Point-based annotation data
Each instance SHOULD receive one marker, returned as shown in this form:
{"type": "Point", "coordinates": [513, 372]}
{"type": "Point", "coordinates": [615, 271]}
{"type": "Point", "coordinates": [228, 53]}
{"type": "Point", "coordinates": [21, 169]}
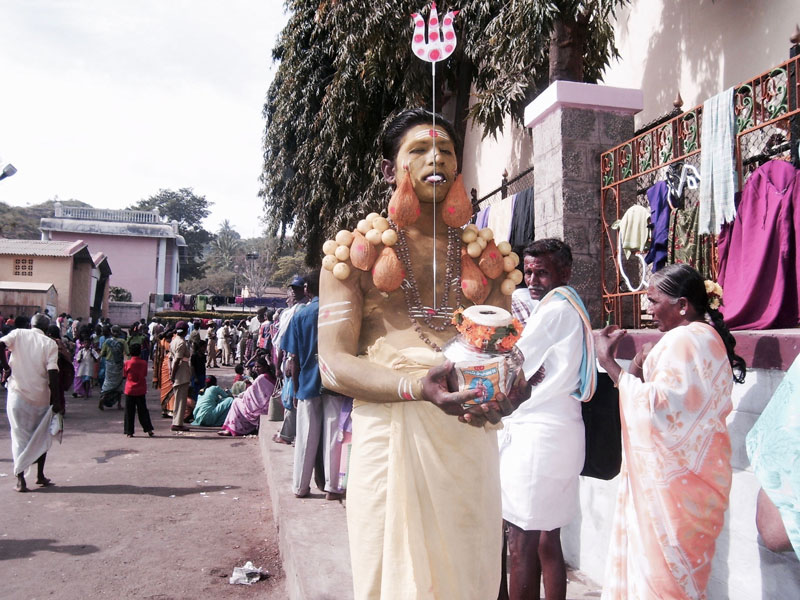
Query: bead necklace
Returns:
{"type": "Point", "coordinates": [444, 312]}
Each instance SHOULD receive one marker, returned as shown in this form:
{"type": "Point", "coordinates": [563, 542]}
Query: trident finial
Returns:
{"type": "Point", "coordinates": [441, 41]}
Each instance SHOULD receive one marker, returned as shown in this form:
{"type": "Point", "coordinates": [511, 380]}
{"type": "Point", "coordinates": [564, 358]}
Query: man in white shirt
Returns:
{"type": "Point", "coordinates": [33, 396]}
{"type": "Point", "coordinates": [542, 441]}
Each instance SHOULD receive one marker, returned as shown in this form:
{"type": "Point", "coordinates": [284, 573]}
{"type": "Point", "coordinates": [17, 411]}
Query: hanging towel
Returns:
{"type": "Point", "coordinates": [718, 183]}
{"type": "Point", "coordinates": [500, 219]}
{"type": "Point", "coordinates": [523, 223]}
{"type": "Point", "coordinates": [658, 196]}
{"type": "Point", "coordinates": [633, 231]}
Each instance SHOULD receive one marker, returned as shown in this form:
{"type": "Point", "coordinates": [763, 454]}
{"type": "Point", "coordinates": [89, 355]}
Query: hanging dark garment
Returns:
{"type": "Point", "coordinates": [659, 217]}
{"type": "Point", "coordinates": [687, 246]}
{"type": "Point", "coordinates": [522, 223]}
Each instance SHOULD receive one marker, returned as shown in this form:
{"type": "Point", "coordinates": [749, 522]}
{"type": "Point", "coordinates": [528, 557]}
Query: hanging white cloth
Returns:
{"type": "Point", "coordinates": [719, 181]}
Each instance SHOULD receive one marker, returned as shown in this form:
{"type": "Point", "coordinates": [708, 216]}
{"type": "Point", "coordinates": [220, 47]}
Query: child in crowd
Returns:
{"type": "Point", "coordinates": [198, 364]}
{"type": "Point", "coordinates": [135, 373]}
{"type": "Point", "coordinates": [213, 405]}
{"type": "Point", "coordinates": [86, 358]}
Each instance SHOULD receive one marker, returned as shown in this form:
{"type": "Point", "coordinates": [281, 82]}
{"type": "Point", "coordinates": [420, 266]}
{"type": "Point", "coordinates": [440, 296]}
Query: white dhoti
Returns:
{"type": "Point", "coordinates": [30, 431]}
{"type": "Point", "coordinates": [423, 498]}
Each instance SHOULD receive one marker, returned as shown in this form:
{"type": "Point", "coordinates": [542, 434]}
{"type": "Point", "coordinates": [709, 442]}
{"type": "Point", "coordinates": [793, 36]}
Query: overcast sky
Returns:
{"type": "Point", "coordinates": [108, 101]}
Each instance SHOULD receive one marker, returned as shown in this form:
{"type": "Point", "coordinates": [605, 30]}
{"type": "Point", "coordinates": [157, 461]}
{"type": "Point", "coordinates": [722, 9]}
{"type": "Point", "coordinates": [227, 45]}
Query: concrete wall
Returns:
{"type": "Point", "coordinates": [125, 313]}
{"type": "Point", "coordinates": [81, 289]}
{"type": "Point", "coordinates": [46, 269]}
{"type": "Point", "coordinates": [697, 47]}
{"type": "Point", "coordinates": [132, 259]}
{"type": "Point", "coordinates": [485, 160]}
{"type": "Point", "coordinates": [742, 569]}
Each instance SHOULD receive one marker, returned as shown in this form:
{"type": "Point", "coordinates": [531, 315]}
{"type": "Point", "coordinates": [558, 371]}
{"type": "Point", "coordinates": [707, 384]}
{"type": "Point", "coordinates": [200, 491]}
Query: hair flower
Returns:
{"type": "Point", "coordinates": [714, 292]}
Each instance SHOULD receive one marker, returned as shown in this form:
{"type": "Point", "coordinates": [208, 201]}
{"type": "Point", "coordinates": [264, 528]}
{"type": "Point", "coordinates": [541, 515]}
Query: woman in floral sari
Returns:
{"type": "Point", "coordinates": [676, 471]}
{"type": "Point", "coordinates": [246, 410]}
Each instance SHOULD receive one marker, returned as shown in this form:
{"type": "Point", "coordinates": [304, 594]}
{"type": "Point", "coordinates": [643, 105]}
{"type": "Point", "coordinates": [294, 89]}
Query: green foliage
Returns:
{"type": "Point", "coordinates": [118, 294]}
{"type": "Point", "coordinates": [286, 267]}
{"type": "Point", "coordinates": [189, 210]}
{"type": "Point", "coordinates": [346, 66]}
{"type": "Point", "coordinates": [224, 248]}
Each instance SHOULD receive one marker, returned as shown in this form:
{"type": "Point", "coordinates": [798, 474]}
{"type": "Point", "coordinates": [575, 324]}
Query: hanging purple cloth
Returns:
{"type": "Point", "coordinates": [482, 218]}
{"type": "Point", "coordinates": [659, 217]}
{"type": "Point", "coordinates": [758, 252]}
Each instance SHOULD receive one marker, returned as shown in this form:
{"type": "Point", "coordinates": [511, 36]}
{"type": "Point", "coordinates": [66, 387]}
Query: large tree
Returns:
{"type": "Point", "coordinates": [224, 248]}
{"type": "Point", "coordinates": [189, 210]}
{"type": "Point", "coordinates": [346, 66]}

◆ GOAL OF THE EXERCISE: The entries above should be reproduced exactly, without their pictures.

◆ TASK SOLUTION:
Each instance SHOULD receive one marker, returned as shown in this form:
{"type": "Point", "coordinates": [513, 372]}
{"type": "Point", "coordinates": [615, 271]}
{"type": "Point", "coordinates": [228, 53]}
{"type": "Point", "coordinates": [21, 169]}
Query: bead necklace
Returns:
{"type": "Point", "coordinates": [444, 312]}
Each instance SHOULD receive one marker, returned as shown in this form:
{"type": "Point", "coordinates": [563, 542]}
Query: trident finial
Returns:
{"type": "Point", "coordinates": [441, 41]}
Each instance SHOULD receive one marker, returned as shown in this form:
{"type": "Point", "coordinates": [511, 380]}
{"type": "Point", "coordinates": [564, 358]}
Query: man in white shirt
Returns:
{"type": "Point", "coordinates": [33, 396]}
{"type": "Point", "coordinates": [542, 441]}
Each instance SHOULD receive one marker, returned as shown in this form:
{"type": "Point", "coordinates": [284, 573]}
{"type": "Point", "coordinates": [17, 411]}
Query: hanging towel
Returns:
{"type": "Point", "coordinates": [718, 183]}
{"type": "Point", "coordinates": [500, 219]}
{"type": "Point", "coordinates": [523, 223]}
{"type": "Point", "coordinates": [658, 196]}
{"type": "Point", "coordinates": [633, 231]}
Each instance SHOULD receive one marker, returned as shown in this form:
{"type": "Point", "coordinates": [763, 454]}
{"type": "Point", "coordinates": [89, 355]}
Query: hanging dark garment
Returns:
{"type": "Point", "coordinates": [659, 217]}
{"type": "Point", "coordinates": [687, 246]}
{"type": "Point", "coordinates": [522, 223]}
Each instance SHOULD receive one marker, returned as shown in this form:
{"type": "Point", "coordinates": [749, 522]}
{"type": "Point", "coordinates": [528, 557]}
Query: hanging white cloth
Returns:
{"type": "Point", "coordinates": [719, 181]}
Each instance SHOULD receive one marker, returned as shown in this form:
{"type": "Point", "coordinates": [708, 216]}
{"type": "Point", "coordinates": [220, 47]}
Query: child in crowd
Returns:
{"type": "Point", "coordinates": [198, 364]}
{"type": "Point", "coordinates": [135, 373]}
{"type": "Point", "coordinates": [213, 405]}
{"type": "Point", "coordinates": [86, 358]}
Each instance SHOULD receive one marker, returned as shown in this form:
{"type": "Point", "coordinates": [281, 82]}
{"type": "Point", "coordinates": [420, 266]}
{"type": "Point", "coordinates": [440, 296]}
Query: white dhoti
Returns:
{"type": "Point", "coordinates": [30, 431]}
{"type": "Point", "coordinates": [423, 498]}
Each instance SHOULD receive one marker, returned as shown in this form:
{"type": "Point", "coordinates": [542, 434]}
{"type": "Point", "coordinates": [709, 442]}
{"type": "Point", "coordinates": [793, 36]}
Query: overcast sky
Returns:
{"type": "Point", "coordinates": [108, 101]}
Each instance SHOULD receive one marker, returned as shown in this form:
{"type": "Point", "coordinates": [605, 30]}
{"type": "Point", "coordinates": [157, 461]}
{"type": "Point", "coordinates": [722, 9]}
{"type": "Point", "coordinates": [227, 45]}
Query: concrete wall
Returns:
{"type": "Point", "coordinates": [125, 313]}
{"type": "Point", "coordinates": [81, 289]}
{"type": "Point", "coordinates": [46, 269]}
{"type": "Point", "coordinates": [697, 47]}
{"type": "Point", "coordinates": [132, 259]}
{"type": "Point", "coordinates": [485, 160]}
{"type": "Point", "coordinates": [742, 569]}
Each instance SHOULD receive one marker, returned as shown in this form:
{"type": "Point", "coordinates": [531, 315]}
{"type": "Point", "coordinates": [558, 371]}
{"type": "Point", "coordinates": [707, 384]}
{"type": "Point", "coordinates": [200, 491]}
Query: hair flower
Returns:
{"type": "Point", "coordinates": [714, 292]}
Each instance SHOULD receive one marker, returned as shown in this form:
{"type": "Point", "coordinates": [208, 201]}
{"type": "Point", "coordinates": [264, 528]}
{"type": "Point", "coordinates": [541, 515]}
Query: woman in floral sari
Returns:
{"type": "Point", "coordinates": [676, 471]}
{"type": "Point", "coordinates": [246, 410]}
Each instance SHOULD receive one marker, returned as shown in this form:
{"type": "Point", "coordinates": [304, 594]}
{"type": "Point", "coordinates": [643, 105]}
{"type": "Point", "coordinates": [294, 89]}
Query: green foliage
Returns:
{"type": "Point", "coordinates": [118, 294]}
{"type": "Point", "coordinates": [286, 267]}
{"type": "Point", "coordinates": [189, 210]}
{"type": "Point", "coordinates": [346, 66]}
{"type": "Point", "coordinates": [224, 248]}
Each instance SHOULD receive one marker, returned as shown in this form:
{"type": "Point", "coordinates": [798, 474]}
{"type": "Point", "coordinates": [575, 324]}
Query: hanging purple cloth
Returns:
{"type": "Point", "coordinates": [482, 218]}
{"type": "Point", "coordinates": [659, 217]}
{"type": "Point", "coordinates": [758, 252]}
Each instance SHOULD receive one marker, returned as shown in this form:
{"type": "Point", "coordinates": [511, 36]}
{"type": "Point", "coordinates": [66, 387]}
Query: large tree
Returns:
{"type": "Point", "coordinates": [224, 248]}
{"type": "Point", "coordinates": [189, 210]}
{"type": "Point", "coordinates": [346, 66]}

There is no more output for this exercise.